> ページ:
·····
開平望楼 ミステリアスな建物群 4

2017/02/01
開平望楼

中堅楼、通称「ロボット楼」

開平望楼シリーズの最後に取り上げるのは、蜆岡鎮・錦江里村とその周辺だ。開平市の南西部に位置するこの村には、10本の狭い路地で結ばれた、青い煉瓦の壁と斜め屋根の民家が整然と並んでいる。村の背後には3棟の望楼がそびえている。西から順番に、7階建ての「昇峰楼」、村民が共同で建てた5階建ての衆楼「錦江楼」、そして最東端が「瑞石楼」だ。

注目すべきは9階建て、高さ約30メートルの「瑞石楼」。アメリカ華僑の黄氏親子が1923年に建設を開始、三年後の1925年に完成した。他の望楼はたいてい4階建てから6階建てだったが、最も壮観な望楼を望んだ彼らは、この農村にしては驚きのスケール―9階建ての望楼を建ててしまったのだ。玄関には、当時の広州六榕寺の住職で書道の大家でもあった鉄禅大師の手による対聯が彫刻されている。この望楼は開平で最も高く、「開平第一望楼」(高さもさることながら芸術的価値も高い望楼)と呼ばれている。
·····
> 元データ:
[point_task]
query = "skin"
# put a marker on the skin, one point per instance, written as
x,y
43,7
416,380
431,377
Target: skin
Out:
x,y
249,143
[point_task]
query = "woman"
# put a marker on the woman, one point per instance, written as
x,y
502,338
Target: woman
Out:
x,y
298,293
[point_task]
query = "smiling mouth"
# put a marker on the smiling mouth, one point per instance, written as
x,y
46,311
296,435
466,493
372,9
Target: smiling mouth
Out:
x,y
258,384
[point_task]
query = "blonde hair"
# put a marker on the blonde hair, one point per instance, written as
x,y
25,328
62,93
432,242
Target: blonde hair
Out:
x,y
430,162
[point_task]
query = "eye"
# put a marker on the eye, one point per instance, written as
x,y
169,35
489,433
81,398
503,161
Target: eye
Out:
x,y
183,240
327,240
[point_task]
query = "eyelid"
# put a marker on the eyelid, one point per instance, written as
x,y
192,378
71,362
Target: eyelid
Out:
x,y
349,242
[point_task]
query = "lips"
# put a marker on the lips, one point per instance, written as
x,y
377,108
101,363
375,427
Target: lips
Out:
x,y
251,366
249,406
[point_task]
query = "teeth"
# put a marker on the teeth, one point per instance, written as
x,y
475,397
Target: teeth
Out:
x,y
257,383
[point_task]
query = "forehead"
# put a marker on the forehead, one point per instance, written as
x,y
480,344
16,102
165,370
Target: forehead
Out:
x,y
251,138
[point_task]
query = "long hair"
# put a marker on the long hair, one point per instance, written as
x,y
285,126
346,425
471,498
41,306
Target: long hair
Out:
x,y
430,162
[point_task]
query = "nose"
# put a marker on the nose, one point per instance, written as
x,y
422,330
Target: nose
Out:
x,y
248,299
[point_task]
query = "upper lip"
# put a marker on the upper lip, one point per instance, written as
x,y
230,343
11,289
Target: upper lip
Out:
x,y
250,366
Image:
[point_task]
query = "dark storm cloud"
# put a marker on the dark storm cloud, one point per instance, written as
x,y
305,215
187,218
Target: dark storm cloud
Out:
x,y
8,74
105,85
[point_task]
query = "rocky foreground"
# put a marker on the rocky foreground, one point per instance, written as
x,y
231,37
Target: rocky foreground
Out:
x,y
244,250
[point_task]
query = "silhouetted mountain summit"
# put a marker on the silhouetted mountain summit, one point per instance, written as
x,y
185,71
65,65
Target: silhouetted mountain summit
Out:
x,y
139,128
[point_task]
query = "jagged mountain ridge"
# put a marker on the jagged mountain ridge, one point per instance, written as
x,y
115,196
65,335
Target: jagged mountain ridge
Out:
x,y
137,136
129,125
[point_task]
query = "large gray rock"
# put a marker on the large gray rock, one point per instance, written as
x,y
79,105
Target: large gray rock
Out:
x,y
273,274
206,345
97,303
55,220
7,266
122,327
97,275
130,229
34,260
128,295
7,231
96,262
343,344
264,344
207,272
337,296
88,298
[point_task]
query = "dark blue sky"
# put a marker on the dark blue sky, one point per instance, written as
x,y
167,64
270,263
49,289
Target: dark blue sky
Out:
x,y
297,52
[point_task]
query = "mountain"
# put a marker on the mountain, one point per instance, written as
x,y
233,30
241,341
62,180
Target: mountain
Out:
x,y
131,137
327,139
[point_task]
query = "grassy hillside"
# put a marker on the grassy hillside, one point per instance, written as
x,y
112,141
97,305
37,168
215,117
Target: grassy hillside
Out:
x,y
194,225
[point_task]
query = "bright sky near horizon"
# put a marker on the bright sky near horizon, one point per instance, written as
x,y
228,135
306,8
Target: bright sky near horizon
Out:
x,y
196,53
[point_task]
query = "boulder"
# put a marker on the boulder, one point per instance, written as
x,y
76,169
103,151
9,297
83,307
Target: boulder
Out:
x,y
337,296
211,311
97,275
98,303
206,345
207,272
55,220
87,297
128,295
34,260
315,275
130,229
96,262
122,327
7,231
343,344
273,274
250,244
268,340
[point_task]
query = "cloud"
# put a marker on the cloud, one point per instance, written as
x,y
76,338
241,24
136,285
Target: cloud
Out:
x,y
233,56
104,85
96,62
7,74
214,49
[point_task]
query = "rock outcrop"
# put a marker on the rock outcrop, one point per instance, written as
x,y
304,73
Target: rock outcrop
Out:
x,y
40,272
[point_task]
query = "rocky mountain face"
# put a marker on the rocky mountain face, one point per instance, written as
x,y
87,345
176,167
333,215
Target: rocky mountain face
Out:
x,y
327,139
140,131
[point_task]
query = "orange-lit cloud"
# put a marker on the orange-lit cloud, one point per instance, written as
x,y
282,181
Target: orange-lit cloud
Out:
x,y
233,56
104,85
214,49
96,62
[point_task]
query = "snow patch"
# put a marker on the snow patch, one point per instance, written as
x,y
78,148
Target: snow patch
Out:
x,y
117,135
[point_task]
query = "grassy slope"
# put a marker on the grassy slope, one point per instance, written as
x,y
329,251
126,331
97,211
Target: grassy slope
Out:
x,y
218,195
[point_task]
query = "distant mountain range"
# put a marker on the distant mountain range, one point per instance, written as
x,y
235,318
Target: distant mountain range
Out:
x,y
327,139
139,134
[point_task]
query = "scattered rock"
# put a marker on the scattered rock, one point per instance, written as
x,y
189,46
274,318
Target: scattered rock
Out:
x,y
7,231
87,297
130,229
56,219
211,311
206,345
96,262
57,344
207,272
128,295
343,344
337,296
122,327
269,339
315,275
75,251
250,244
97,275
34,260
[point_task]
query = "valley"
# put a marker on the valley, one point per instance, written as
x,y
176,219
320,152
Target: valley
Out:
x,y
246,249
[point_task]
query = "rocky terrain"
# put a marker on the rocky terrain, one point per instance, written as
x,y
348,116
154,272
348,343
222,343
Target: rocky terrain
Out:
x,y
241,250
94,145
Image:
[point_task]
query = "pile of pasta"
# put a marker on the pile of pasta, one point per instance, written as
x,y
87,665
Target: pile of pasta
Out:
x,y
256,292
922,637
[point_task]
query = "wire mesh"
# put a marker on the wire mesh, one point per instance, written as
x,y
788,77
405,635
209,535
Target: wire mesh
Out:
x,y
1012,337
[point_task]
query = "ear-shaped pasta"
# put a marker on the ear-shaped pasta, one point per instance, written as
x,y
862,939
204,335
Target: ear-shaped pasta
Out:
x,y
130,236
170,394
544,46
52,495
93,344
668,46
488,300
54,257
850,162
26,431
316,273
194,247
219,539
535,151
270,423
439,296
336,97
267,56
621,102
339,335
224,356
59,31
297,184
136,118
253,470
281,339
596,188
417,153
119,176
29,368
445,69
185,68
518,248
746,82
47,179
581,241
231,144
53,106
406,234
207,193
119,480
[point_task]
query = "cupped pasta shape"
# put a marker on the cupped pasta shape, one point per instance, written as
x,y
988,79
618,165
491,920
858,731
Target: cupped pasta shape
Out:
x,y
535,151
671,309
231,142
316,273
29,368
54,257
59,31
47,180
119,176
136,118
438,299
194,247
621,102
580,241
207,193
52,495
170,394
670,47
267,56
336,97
·····
> 課題の内容:
開平望楼の記事のうち、「中堅楼、通称「ロボット楼」」から「も高い望楼)と呼ばれている。」までの箇所を一字一句違えずに書き写してください。 このリストは今回の作業では使いません。

> 課題の解答:
中堅楼、通称「ロボット楼」

開平望楼シリーズの最後に取り上げるのは、蜆岡鎮・錦江里村とその周辺だ。開平市の南西部に位置するこの村には、10本の狭い路地で結ばれた、青い煉瓦の壁と斜め屋根の民家が整然と並んでいる。村の背後には3棟の望楼がそびえている。西から順番に、7階建ての「昇峰楼」、村民が共同で建てた5階建ての衆楼「錦江楼」、そして最東端が「瑞石楼」だ。

注目すべきは9階建て、高さ約30メートルの「瑞石楼」。アメリカ華僑の黄氏親子が1923年に建設を開始、三年後の1925年に完成した。他の望楼はたいてい4階建てから6階建てだったが、最も壮観な望楼を望んだ彼らは、この農村にしては驚きのスケール―9階建ての望楼を建ててしまったのだ。玄関には、当時の広州六榕寺の住職で書道の大家でもあった鉄禅大師の手による対聯が彫刻されている。この望楼は開平で最も高く、「開平第一望楼」(高さもさることながら芸術的価値も高い望楼)と呼ばれている。